**PROBLEMS TO SOLVE**
1: Edit the records from the line containing "Target: dark tree trunk" through the end of the records, replacing "innermost" with "most central" and changing nothing else. Return only that stretch.
2: Resume the news report on the future of Ontario horse racing from the point where it stops.

**EXTRACT TO READ**
.....
By Catherine O’Hara
Should the City of Hamilton want to play host to a casino, a gaming complex featuring live horse racing should be located in Flamborough.
That’s what the Ancaster-Dundas-Flamborough-Westdale MPP would like developed in his riding.
“I could see a facility in Flamborough, if that’s what the city wants, with some expanded gaming opportunities but I sure don’t want to see it in isolation of horse racing,” said MPP Ted McMeekin, Minister of Agriculture, Food and Rural Affairs at the Flamborough Chamber of Commerce’s Jan. 16 meeting at the Dutch Mill Country Market, where he was the guest speaker. “Apart from the horses, to be frank, all bets are off.”
The future of horse racing in Ontario was the main topic discussed at last week’s meeting, attended by roughly 50 individuals, who turned out to hear the Minister deliver a brief address about the state of the province before taking questions from guests in attendance.
“It wasn’t that long ago that we made the controversial decision to end the Slots at Racetracks Program so we could devote more money – some $345 million a year – to education and health care,” said McMeekin. “Now, I’ll stand by that decision and at the same time note that I want to try and develop a vibrant future for the racing industry in Ontario.”
.....
**RECORDS TO PROCESS**
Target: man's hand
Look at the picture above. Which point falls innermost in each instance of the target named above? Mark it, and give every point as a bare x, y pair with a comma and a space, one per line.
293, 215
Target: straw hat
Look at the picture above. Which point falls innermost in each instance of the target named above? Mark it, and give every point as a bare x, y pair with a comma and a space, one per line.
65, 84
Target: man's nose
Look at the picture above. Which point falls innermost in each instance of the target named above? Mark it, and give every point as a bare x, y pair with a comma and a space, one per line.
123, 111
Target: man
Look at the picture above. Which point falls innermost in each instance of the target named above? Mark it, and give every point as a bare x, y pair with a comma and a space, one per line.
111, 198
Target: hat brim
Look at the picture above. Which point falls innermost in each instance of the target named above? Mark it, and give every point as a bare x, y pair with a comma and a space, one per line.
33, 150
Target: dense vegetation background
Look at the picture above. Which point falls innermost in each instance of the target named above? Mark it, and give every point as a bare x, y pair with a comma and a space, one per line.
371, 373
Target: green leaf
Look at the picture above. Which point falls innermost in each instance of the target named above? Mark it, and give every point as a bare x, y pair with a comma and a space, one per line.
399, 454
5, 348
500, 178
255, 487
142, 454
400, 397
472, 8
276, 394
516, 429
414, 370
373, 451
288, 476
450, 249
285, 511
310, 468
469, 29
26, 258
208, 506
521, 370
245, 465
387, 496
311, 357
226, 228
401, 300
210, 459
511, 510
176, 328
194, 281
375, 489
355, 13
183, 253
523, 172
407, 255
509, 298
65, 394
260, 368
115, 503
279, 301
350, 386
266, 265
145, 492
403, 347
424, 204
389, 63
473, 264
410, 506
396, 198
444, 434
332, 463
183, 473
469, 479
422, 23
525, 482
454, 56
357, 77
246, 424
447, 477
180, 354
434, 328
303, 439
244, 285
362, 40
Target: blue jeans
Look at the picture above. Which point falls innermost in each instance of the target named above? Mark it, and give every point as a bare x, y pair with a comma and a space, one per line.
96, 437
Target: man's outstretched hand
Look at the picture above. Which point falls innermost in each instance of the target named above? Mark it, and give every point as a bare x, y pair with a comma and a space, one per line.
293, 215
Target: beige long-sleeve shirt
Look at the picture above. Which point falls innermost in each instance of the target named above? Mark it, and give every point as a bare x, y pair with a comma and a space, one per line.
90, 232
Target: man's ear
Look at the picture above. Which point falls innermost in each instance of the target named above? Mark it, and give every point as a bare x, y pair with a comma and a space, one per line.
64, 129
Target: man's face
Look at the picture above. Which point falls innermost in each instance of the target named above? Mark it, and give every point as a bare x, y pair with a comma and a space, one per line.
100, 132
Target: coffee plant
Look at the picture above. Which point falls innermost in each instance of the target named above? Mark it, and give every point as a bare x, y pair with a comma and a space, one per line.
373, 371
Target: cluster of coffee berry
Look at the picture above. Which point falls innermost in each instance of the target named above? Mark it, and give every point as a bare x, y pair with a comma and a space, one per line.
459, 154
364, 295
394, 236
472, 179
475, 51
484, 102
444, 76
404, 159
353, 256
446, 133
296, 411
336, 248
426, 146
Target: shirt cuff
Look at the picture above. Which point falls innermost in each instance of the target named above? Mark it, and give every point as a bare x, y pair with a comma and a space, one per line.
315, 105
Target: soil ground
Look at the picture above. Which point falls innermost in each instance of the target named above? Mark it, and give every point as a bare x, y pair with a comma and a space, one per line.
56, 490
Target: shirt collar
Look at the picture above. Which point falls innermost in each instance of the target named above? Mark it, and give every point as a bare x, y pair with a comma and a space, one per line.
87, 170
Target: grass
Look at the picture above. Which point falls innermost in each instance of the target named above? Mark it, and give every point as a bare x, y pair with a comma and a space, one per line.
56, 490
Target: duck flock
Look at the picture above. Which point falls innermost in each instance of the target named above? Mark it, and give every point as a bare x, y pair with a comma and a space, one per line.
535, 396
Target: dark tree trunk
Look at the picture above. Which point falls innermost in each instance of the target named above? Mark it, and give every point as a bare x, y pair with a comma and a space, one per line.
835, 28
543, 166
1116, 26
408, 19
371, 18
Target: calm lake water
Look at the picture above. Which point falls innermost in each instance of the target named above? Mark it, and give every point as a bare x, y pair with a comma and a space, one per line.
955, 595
.....
**ANSWERS PER TASK**
1:
Target: dark tree trunk
Look at the picture above. Which point falls most central in each instance of the target named above? Mark it, and give every point as a bare x, y pair with a comma and a space, one per line.
835, 28
543, 166
1116, 26
408, 19
371, 18
Target: calm lake water
Look at the picture above. Which point falls most central in each instance of the target named above? Mark it, and give every point as a bare x, y pair with a comma and a space, one per line.
955, 595

2:
In June, the Minister of Agriculture instructed a blue-ribbon panel to consult with the province’s horse racing industry after his government decided to axe the profit-sharing agreement between the Ontario Lottery and Gaming Corporation and racetrack operators, effective March 31, 2013.
The panel, said McMeekin, has worked tirelessly to glean information from stakeholders and develop a model that would ensure the industry’s viability in the future.
The group, which included former cabinet ministers John Wilkinson, John Snobelen and Elmer Buchanan, did just that, said McMeekin.
“They suggested that the SARP (Slots at Racetracks Program) was not good public policy. There were problems with it and that there needed to be some changes if the industry was to survive long-term,” he said.
But little has been made public about the new model, including how much funding will be allocated to maintain the health of the industry, say horsemen, some of whom where in attendance at the Dutch Mill for the Flamborough Chamber of Commerce meeting.
According to Snobelen, who took to the mic last Wednesday morning, announcements about the future of horse racing in Ontario are expected soon as the panel continues to facilitate negotiations between the OLG and racetrack operators.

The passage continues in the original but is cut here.